## PROBLEM
Can you reproduce every text line of the listing below, with each point coordinate multiplied by 1.5 and rounded to a whole number, halves rounding up? Leave the pictures out.

--- Start STORED RECORDS ---

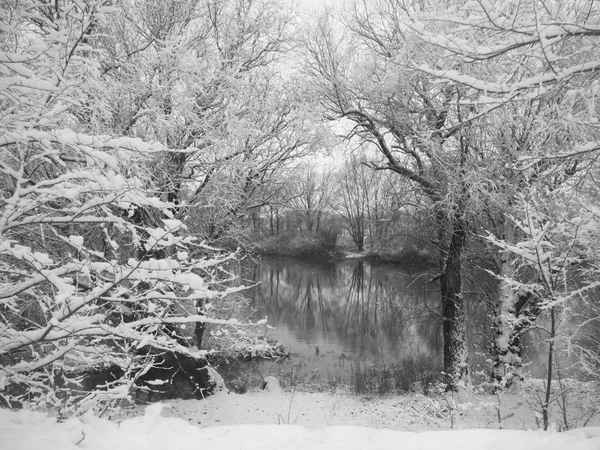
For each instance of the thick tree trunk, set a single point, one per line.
(507, 342)
(456, 355)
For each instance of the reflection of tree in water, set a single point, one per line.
(387, 318)
(374, 312)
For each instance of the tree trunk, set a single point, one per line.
(507, 342)
(456, 355)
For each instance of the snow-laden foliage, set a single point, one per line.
(95, 270)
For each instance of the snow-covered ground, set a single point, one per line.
(284, 420)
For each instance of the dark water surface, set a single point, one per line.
(345, 321)
(376, 327)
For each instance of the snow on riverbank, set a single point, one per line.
(27, 430)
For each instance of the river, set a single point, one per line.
(376, 327)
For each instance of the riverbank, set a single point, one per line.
(408, 412)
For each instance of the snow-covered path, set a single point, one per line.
(27, 430)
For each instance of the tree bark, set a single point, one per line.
(456, 355)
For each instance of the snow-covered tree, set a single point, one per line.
(95, 270)
(529, 70)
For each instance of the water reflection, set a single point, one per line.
(339, 319)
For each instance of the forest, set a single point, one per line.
(146, 145)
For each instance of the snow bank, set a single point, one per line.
(22, 430)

--- End STORED RECORDS ---

## SOLUTION TO THIS PROBLEM
For each instance of the thick tree trunk, set a single point, one per line.
(761, 513)
(684, 533)
For each instance of the reflection of tree in water, set a single point, one per line.
(581, 477)
(561, 468)
For each instance of the tree trunk, set a single point, one per line.
(761, 513)
(684, 533)
For each instance of the snow-laden foliage, set a single point, one per line.
(143, 405)
For each instance of the snow-covered ground, set a single point, one per line.
(426, 630)
For each instance of the dark water surface, set a single point, one per line.
(518, 482)
(564, 491)
For each instance of the snow on riverbank, set a single point, one per line.
(41, 645)
For each instance of the river, set a single point, one per line.
(564, 491)
For each instance of the riverbank, set a single point, one per line.
(612, 618)
For each instance of the snow-covered path, set a single point, one per line.
(41, 645)
For each instance of the tree bark, set a single point, one per line.
(684, 533)
For each instance of the snow-covered tree, set a single point, one per line.
(143, 405)
(794, 105)
For each instance of the water reflection, set a single point, one per line.
(509, 479)
For each instance of the forest, set a single point, one per line.
(219, 218)
For each instance of the snow bank, set a single point, one per line.
(33, 645)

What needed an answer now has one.